Aangeleverd fragment —

========================================================================

Ontdekking van het groene licht op Mars
Hoewel de groene daggloed op Mars al zo'n 40 jaar voorspeld wordt, was het tot nu toe nooit waargenomen in de atmosferen van andere planeten, ofwel omdat hun oppervlak te helder is ten opzichte van de atmosferische lichtemissie, ofwel omdat eerdere missies naar de planeten niet waren uitgerust met instrumenten die gevoelig zijn voor zowel zichtbaar als ultraviolet licht. Om dit te verhelpen heeft het NOMAD-team van het Koninklijk Belgisch Instituut voor Ruimte-Aeronomie en de Universiteit van Luik besloten om het ultraviolet en zichtbaar (UVIS) kanaal van het instrument te heroriënteren vanuit zijn typische nadir-oriëntatie (rechtstreeks naar beneden kijkend naar het Marsoppervlak) richting de horizon (“limb”) van Mars aan de dagzijde.

========================================================================

Gegevens voor ruimtelijke lokalisatie:
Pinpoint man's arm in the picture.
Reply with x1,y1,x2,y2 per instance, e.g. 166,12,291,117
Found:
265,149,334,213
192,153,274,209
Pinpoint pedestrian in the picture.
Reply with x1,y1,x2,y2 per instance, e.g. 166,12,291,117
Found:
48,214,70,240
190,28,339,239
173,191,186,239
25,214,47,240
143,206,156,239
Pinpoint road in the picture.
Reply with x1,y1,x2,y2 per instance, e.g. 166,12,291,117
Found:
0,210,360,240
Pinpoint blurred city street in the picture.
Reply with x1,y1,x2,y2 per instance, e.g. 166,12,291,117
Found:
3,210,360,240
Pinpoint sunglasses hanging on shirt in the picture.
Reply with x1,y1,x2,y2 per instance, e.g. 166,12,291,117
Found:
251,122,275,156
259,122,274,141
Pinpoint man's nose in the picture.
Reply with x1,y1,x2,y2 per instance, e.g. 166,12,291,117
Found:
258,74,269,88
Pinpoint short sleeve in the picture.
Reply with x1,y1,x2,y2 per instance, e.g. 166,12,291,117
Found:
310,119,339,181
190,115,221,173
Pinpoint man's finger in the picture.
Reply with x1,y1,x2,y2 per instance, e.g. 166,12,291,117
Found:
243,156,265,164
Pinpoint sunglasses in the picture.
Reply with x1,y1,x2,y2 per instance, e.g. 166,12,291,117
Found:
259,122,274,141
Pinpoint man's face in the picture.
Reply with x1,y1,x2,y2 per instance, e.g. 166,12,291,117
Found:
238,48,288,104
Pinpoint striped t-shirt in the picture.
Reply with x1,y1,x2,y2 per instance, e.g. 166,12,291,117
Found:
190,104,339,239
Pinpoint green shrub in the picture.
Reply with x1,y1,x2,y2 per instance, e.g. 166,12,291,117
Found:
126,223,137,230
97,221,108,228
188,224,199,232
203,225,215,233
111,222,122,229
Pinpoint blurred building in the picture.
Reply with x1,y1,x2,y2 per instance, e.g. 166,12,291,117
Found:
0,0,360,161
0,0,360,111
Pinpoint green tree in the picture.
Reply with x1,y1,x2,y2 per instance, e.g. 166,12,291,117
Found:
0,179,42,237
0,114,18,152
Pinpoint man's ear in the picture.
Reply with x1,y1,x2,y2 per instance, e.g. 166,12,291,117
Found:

========================================================================

Uit te voeren werk —
(A) Hoe lang wordt de groene daggloed op Mars volgens de tekst over het groene licht op Mars al voorspeld?
(B) Schrijf de tekst over het groene licht op Mars verder vanaf de laatste zin.
De items spelen hierbij geen enkele rol.

Antwoorden —
(A) Al zo'n 40 jaar.

(B)
Tussen 24 april en 1 december 2019 heeft het NOMAD-team met behulp van UVIS, twee keer per omloop rond Mars, de hoogtes van 20 tot 400 km boven het Marsoppervlak gescand. Op elk van die limb-waarnemingen detecteerde het instrument opvallend heldere signalen op 557,7 nanometer (Figuur 2, rechts), wat de alomtegenwoordigheid van de groene daggloed aantoont. De belangrijkste piekhoogte lag op ongeveer 80 km hoogte, en de intensiteit ervan varieerde als gevolg van de veranderende afstand tussen Mars en de Zon, de lokale tijd en de breedtegraad van de waarnemingen. Een tweede emissiepiek werd waargenomen op ongeveer 120 km hoogte (Figuur links).
(Links) Waargenomen (groene stippen) en gemodelleerde (rode lijn) hoogteverdeling van de intensiteit van de groene zuurstoflijn.
De daggloed was het helderst op 80 km, bereikte een tweede piek rond 120 km, en verdween boven 150 km.
(Rechts) Voorbeeld van een NOMAD UVIS-daggloed-spectrum, waargenomen op 28 april 2019.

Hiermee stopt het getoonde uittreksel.